Data shown
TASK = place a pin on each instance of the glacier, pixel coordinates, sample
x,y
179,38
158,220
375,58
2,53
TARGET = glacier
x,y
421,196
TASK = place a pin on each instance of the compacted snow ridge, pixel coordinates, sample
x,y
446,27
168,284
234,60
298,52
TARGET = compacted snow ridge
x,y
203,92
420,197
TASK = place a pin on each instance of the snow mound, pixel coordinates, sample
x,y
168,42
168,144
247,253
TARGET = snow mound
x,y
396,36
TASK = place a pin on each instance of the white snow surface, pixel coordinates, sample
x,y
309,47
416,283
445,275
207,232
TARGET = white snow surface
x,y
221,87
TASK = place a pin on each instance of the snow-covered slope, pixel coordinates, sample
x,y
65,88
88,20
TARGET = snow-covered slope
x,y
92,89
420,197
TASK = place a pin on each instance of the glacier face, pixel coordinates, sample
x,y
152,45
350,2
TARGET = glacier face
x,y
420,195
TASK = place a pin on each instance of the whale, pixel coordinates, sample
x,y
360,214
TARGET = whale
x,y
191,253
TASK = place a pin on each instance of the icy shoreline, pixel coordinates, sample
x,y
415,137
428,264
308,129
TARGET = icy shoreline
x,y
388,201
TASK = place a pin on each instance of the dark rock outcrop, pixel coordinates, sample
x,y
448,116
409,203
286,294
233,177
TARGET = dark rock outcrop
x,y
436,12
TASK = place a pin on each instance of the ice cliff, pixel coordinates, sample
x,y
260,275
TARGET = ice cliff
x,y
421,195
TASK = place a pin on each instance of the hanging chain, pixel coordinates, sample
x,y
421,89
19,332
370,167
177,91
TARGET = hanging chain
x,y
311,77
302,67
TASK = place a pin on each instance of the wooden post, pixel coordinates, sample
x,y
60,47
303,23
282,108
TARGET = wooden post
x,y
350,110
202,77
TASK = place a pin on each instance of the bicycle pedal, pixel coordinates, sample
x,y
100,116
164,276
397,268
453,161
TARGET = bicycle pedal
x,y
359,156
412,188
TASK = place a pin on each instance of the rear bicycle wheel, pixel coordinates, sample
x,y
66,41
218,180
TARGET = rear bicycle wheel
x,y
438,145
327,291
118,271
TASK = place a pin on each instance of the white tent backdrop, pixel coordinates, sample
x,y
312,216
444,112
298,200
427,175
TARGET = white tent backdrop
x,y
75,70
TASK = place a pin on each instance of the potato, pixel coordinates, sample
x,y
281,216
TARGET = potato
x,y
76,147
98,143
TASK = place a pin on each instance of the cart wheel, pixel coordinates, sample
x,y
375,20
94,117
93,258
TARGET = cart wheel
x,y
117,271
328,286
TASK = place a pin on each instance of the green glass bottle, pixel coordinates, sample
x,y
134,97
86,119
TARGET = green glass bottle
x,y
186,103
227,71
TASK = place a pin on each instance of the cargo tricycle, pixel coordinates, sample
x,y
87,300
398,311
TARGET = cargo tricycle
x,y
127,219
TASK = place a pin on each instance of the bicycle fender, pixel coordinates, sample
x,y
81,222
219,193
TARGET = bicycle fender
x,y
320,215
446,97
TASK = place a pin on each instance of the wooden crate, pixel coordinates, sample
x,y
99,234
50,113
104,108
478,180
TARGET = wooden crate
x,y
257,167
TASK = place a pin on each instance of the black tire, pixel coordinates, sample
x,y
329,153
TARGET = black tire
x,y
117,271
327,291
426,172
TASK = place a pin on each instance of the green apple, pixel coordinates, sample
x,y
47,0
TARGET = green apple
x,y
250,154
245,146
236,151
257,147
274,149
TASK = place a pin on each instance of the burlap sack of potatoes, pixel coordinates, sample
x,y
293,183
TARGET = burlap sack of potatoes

What the exercise asks
Reproduce each entry from the records above, character for character.

Solution to this exercise
TASK = place a pin on each instance of the glacier, pixel coordinates, sample
x,y
179,38
158,220
375,58
2,53
TARGET = glacier
x,y
421,196
TASK = place a pin on each instance of the compacted snow ridge, pixel coordinates, sample
x,y
446,27
168,284
234,60
298,52
TARGET = compacted snow ridge
x,y
203,92
420,197
TASK = place a pin on each instance of the snow mound, pixel coordinates, sample
x,y
168,42
168,144
247,253
TARGET = snow mound
x,y
396,36
TASK = place a pin on each instance of the white snow surface, pixel coordinates, sample
x,y
309,47
416,283
445,275
207,232
TARGET = white snow surface
x,y
221,87
TASK = place a pin on each instance of the snow-covered slope, pixel coordinates, sample
x,y
65,88
88,20
TARGET = snow-covered slope
x,y
92,89
420,197
TASK = place a pin on each instance of the glacier face, pixel coordinates, sample
x,y
152,45
350,2
TARGET = glacier face
x,y
420,195
TASK = place a pin on each instance of the whale, pixel coordinates, sample
x,y
360,214
TARGET = whale
x,y
191,253
TASK = place a pin on each instance of the icy shoreline, pixel coordinates, sample
x,y
415,137
428,264
308,129
TARGET = icy shoreline
x,y
388,201
TASK = place a pin on each instance of the dark rock outcrop, pixel coordinates, sample
x,y
448,116
409,203
286,294
233,177
TARGET = dark rock outcrop
x,y
436,12
TASK = place a pin on each instance of the ice cliff, pixel coordinates, sample
x,y
260,275
TARGET = ice cliff
x,y
421,195
TASK = place a pin on each instance of the hanging chain, pixel coordinates, sample
x,y
421,89
19,332
370,167
177,91
TARGET = hanging chain
x,y
311,77
302,67
TASK = place a pin on each instance of the wooden post, pixel coordinates, sample
x,y
60,47
303,23
282,108
TARGET = wooden post
x,y
350,110
202,77
TASK = place a pin on each instance of the bicycle pedal, pixel coordinates, sample
x,y
100,116
164,276
397,268
453,161
TARGET = bicycle pedal
x,y
359,156
412,188
TASK = place a pin on each instance of the rear bicycle wheel, pixel coordinates, sample
x,y
66,41
218,180
TARGET = rear bicycle wheel
x,y
438,145
327,291
118,271
TASK = place a pin on each instance of the white tent backdrop, pixel coordinates, sample
x,y
312,216
444,112
298,200
427,175
TARGET = white tent backdrop
x,y
75,70
TASK = place a pin on each instance of the potato, pixel coordinates, sample
x,y
281,216
TARGET = potato
x,y
76,147
98,143
TASK = place a pin on each instance of the cart wheel, pixel coordinates, sample
x,y
375,20
94,117
93,258
TARGET = cart wheel
x,y
117,271
328,286
TASK = place a pin on each instance of the green glass bottle, pixel coordinates, sample
x,y
134,97
86,119
TARGET = green glass bottle
x,y
186,103
227,71
TASK = place a pin on each instance of the cargo tricycle, pixel coordinates, sample
x,y
87,300
398,311
TARGET = cargo tricycle
x,y
127,219
TASK = place a pin on each instance of the bicycle fender, pixel coordinates, sample
x,y
81,222
219,193
TARGET = bicycle fender
x,y
320,215
446,97
TASK = place a pin on each instance of the wooden crate, pixel coordinates, sample
x,y
99,234
50,113
104,108
478,180
TARGET = wooden crate
x,y
257,167
TASK = place a pin on each instance of the black tire, pixel coordinates, sample
x,y
329,153
TARGET = black tire
x,y
117,271
327,291
426,172
TASK = place a pin on each instance of the green apple, pixel coordinates, sample
x,y
47,0
TARGET = green apple
x,y
250,154
245,146
236,151
257,147
274,149
TASK = place a pin on each instance of the burlap sack of potatoes, pixel coordinates, sample
x,y
293,183
TARGET = burlap sack of potatoes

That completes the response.